Excerpt to read:
Are most married couples unhappily married?

Anonymous
DH and I have been together for 15 years and have 3 amazing kids. We have a high HHI, beautiful home, savings, etc. we are stable. However, we have kind of just drifted apart. There is no abuse. I can’t say we are happily married. We just turned 40 and still fit and attractive. I’m not very attracted to DH physically or emotionally. DH is a hands on father and helps around the house so it isn’t like I’m resentful of him. I feel like I fell out of love and we are just coparenting. I know I have it better than many but still not happily married.
Anonymous
Figure out how to rekindle the spark. Sounds like there is a lot good there to hold on to and work on.
Anonymous
What do you think happily married people with kids look like? Butterflies fade, and while some people claim or do have sex all the time for the most part being partners is a long slog and if you have someone you're sharing your life and daily grind with that's nice.
When did you drop being attracted to him?

Data to examine:

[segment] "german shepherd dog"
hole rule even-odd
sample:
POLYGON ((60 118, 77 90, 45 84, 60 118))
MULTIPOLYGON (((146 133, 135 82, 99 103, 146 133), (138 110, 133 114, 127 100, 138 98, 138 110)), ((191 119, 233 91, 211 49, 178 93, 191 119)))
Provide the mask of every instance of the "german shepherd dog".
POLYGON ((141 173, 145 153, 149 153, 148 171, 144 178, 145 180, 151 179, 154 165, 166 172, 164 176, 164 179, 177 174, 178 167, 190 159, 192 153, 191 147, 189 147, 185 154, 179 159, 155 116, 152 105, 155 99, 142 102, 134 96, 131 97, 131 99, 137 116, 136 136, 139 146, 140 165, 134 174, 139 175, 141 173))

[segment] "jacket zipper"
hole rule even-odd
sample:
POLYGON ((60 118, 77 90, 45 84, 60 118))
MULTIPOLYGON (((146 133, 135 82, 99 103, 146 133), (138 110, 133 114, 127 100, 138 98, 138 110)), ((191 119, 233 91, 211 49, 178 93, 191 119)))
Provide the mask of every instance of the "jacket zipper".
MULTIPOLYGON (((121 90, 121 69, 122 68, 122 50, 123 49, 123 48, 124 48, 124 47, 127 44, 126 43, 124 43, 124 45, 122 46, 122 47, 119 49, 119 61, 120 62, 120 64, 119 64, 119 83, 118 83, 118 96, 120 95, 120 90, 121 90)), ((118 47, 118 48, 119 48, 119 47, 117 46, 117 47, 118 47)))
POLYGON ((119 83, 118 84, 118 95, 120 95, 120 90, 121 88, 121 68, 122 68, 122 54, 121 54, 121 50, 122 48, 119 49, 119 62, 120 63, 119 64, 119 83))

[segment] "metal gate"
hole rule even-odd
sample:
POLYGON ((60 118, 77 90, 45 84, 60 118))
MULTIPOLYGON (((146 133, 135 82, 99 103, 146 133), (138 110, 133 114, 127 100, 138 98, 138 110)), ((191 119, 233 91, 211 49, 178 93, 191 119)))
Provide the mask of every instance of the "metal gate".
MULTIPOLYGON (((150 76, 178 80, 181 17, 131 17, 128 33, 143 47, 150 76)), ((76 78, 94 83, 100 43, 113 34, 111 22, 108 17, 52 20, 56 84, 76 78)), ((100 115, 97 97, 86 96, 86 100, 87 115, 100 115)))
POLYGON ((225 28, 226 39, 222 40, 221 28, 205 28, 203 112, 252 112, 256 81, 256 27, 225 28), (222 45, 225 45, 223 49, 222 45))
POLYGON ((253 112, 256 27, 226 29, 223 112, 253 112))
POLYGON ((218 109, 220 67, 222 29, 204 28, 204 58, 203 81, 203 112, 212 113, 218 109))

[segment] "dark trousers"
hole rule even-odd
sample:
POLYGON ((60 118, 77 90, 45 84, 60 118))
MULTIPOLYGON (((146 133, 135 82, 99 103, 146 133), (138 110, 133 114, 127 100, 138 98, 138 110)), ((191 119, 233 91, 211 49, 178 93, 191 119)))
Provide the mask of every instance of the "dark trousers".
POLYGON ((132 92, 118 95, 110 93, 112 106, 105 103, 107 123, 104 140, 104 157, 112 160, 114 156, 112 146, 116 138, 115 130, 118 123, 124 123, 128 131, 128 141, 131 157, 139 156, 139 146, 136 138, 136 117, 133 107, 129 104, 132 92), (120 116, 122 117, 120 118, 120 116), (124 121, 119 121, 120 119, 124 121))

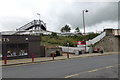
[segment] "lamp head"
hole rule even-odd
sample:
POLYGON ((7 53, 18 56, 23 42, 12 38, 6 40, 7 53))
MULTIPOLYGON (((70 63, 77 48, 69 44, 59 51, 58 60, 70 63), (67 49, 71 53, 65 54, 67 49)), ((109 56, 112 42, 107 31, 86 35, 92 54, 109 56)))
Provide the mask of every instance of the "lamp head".
POLYGON ((85 12, 88 12, 88 10, 86 9, 85 12))

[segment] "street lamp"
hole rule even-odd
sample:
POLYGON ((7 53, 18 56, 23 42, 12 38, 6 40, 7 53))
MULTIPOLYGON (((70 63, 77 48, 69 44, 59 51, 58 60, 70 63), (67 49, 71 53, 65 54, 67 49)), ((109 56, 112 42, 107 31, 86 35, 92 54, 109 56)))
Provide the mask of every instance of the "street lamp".
MULTIPOLYGON (((41 27, 41 22, 40 22, 40 14, 37 13, 37 15, 39 16, 39 26, 41 27)), ((39 27, 38 27, 39 28, 39 27)))
MULTIPOLYGON (((85 35, 85 18, 84 18, 84 13, 87 13, 88 12, 88 10, 86 9, 86 10, 83 10, 83 27, 84 27, 84 35, 85 35)), ((84 40, 85 41, 85 52, 86 52, 86 40, 84 40)))
POLYGON ((39 14, 39 13, 37 13, 37 15, 39 16, 39 20, 40 20, 40 14, 39 14))
POLYGON ((85 34, 85 17, 84 17, 84 13, 86 12, 88 12, 88 10, 86 9, 86 10, 83 10, 82 11, 83 12, 83 27, 84 27, 84 34, 85 34))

Task instructions:
A. Return the forum thread passage from "Are most married" to "and work on.".
B. According to the forum thread, how long has the first poster been with DH?
C. In the forum thread, list everything named in the sentence that begins "We have a high HHI".
Use only the forum thread to answer.

Expected outputs:
A.
Are most married couples unhappily married?

Anonymous
DH and I have been together for 15 years and have 3 amazing kids. We have a high HHI, beautiful home, savings, etc. we are stable. However, we have kind of just drifted apart. There is no abuse. I can’t say we are happily married. We just turned 40 and still fit and attractive. I’m not very attracted to DH physically or emotionally. DH is a hands on father and helps around the house so it isn’t like I’m resentful of him. I feel like I fell out of love and we are just coparenting. I know I have it better than many but still not happily married.
Anonymous
Figure out how to rekindle the spark. Sounds like there is a lot good there to hold on to and work on.

B. 15 years.

C. A high HHI, a beautiful home, savings